Kutipan Teks:

Sejak Muhammad Rizky berangkat ke Montenegro, Eropa Selatan setelah lulus dari SMP Lab School Rawamangun, Jakarta, 2018, pasangan Suradi dan Safrudiningsih seolah hidup kesepian tanpa anak. Maklum, kedua putrinya, Qomaruliati (Ruli) Setiawati dan Rachmadiani (Rachma) Lestari telah lebih dulu kuliah di luar negeri, masing-masing di Maine, Amerika Serikat dan Madrid, Spanyol.
Sebelum belajar ilmu Ekonomi di Maine, 2016-2020, Ruli sempat menempuh pendidikan tingkat menengah di United World College (UWC) Pearson College, Kanada 2014-2016. Dari Maine, dia melanjutkan S-2 bidang Data Science di Unversity Of British Columbia, Kanada, 2020 hingga akhir 2021. Sementara Rachma kuliah Jurusan Hukum Internasional di IE University Madrid, Spanyol 2016-2020. Sekarang dia bekerja di bidang keuangan di Luxembourg.

Ketentuan Tugas:
a) Jawab pertanyaan berikut berdasarkan kutipan teks:
(i) Dari sekolah mana Muhammad Rizky lulus sebelum berangkat ke Montenegro?
(ii) Bidang apa yang diambil Ruli untuk S-2 di Kanada?
(iii) Di negara mana Rachma sekarang bekerja?
b) Pilih setiap baris entri yang memuat kata "building", lalu salin baris-baris itu. Huruf besar dan kecil dibedakan.

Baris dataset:
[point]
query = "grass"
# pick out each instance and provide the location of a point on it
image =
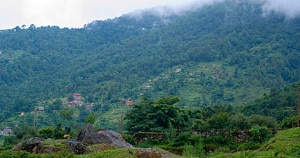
(286, 143)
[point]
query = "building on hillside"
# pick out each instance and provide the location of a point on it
(76, 100)
(6, 132)
(76, 97)
(40, 109)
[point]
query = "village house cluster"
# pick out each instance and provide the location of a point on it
(6, 132)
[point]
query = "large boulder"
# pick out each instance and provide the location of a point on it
(89, 136)
(111, 137)
(77, 147)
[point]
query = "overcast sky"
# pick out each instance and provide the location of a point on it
(76, 13)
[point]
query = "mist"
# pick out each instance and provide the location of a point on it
(290, 8)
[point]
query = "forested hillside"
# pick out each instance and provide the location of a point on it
(226, 53)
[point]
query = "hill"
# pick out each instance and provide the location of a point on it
(284, 144)
(225, 53)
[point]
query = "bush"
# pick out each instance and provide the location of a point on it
(248, 146)
(182, 139)
(260, 134)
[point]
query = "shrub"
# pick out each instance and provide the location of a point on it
(260, 134)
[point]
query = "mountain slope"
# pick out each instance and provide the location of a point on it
(226, 53)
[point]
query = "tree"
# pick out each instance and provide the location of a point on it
(218, 121)
(156, 116)
(46, 132)
(91, 118)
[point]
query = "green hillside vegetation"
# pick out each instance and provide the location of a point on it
(221, 67)
(285, 144)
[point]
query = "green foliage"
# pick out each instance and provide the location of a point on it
(218, 121)
(91, 118)
(239, 121)
(46, 132)
(224, 51)
(288, 122)
(260, 134)
(182, 139)
(10, 141)
(156, 116)
(260, 120)
(14, 154)
(58, 131)
(248, 146)
(25, 131)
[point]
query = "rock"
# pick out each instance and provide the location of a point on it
(49, 149)
(88, 136)
(111, 137)
(77, 147)
(148, 153)
(32, 145)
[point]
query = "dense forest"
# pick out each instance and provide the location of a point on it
(226, 54)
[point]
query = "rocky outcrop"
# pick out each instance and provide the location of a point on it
(88, 135)
(111, 137)
(77, 147)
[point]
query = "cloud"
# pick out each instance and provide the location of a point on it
(291, 8)
(76, 13)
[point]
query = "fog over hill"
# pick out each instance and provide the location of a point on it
(207, 53)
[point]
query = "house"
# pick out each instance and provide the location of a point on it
(77, 97)
(40, 109)
(7, 131)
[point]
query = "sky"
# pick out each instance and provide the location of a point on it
(76, 13)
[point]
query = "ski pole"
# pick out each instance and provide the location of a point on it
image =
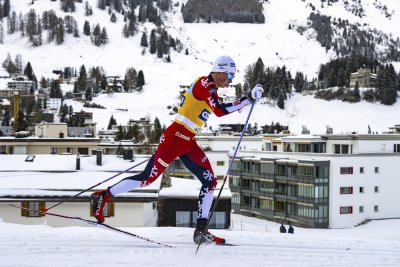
(106, 180)
(225, 177)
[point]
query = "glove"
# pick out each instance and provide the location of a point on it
(255, 93)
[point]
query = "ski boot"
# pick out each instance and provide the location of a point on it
(98, 200)
(207, 238)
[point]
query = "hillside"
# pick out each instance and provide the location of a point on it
(272, 41)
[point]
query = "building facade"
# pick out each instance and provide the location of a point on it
(328, 181)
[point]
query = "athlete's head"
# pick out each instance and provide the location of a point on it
(223, 71)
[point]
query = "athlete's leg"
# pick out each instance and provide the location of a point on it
(197, 162)
(171, 146)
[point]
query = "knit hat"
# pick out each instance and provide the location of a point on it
(224, 64)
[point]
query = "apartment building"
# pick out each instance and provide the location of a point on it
(325, 181)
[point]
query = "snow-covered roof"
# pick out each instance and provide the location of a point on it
(55, 176)
(185, 188)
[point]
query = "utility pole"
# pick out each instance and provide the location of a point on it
(15, 109)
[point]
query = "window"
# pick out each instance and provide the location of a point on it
(183, 219)
(396, 148)
(346, 210)
(34, 206)
(346, 170)
(267, 204)
(108, 209)
(218, 220)
(383, 147)
(346, 190)
(83, 151)
(235, 198)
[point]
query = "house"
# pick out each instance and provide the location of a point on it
(363, 77)
(49, 179)
(53, 103)
(48, 145)
(178, 202)
(323, 181)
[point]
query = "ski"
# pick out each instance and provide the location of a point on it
(94, 223)
(226, 244)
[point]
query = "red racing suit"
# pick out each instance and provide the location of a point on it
(178, 140)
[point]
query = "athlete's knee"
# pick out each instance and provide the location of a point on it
(210, 184)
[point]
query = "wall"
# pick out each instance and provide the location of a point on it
(126, 214)
(388, 197)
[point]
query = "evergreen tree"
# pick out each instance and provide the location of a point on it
(143, 40)
(130, 81)
(387, 85)
(28, 71)
(6, 8)
(299, 82)
(153, 47)
(7, 117)
(159, 47)
(82, 80)
(111, 122)
(55, 89)
(104, 36)
(86, 28)
(155, 135)
(281, 101)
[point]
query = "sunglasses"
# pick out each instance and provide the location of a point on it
(231, 76)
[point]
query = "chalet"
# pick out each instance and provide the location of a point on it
(363, 77)
(322, 181)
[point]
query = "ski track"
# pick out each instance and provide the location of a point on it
(82, 246)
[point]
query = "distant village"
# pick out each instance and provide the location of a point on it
(322, 181)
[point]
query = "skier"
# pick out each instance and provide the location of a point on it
(198, 102)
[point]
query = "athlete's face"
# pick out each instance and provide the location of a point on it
(223, 79)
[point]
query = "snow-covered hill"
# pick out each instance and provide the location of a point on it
(259, 244)
(272, 41)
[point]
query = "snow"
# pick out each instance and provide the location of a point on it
(376, 243)
(272, 42)
(260, 243)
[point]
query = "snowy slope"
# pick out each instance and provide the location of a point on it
(259, 244)
(272, 41)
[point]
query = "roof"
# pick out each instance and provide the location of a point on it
(54, 176)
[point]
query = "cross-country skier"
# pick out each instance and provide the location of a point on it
(198, 102)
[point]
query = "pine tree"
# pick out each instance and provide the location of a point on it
(7, 117)
(6, 8)
(86, 28)
(299, 82)
(143, 40)
(155, 135)
(281, 101)
(111, 122)
(140, 79)
(28, 71)
(82, 80)
(153, 47)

Jawaban di Bawah:
a)
(i) SMP Lab School Rawamangun, Jakarta
(ii) Data Science
(iii) Luxembourg

b)
query = "building on hillside"
query = "building facade"
query = "apartment building"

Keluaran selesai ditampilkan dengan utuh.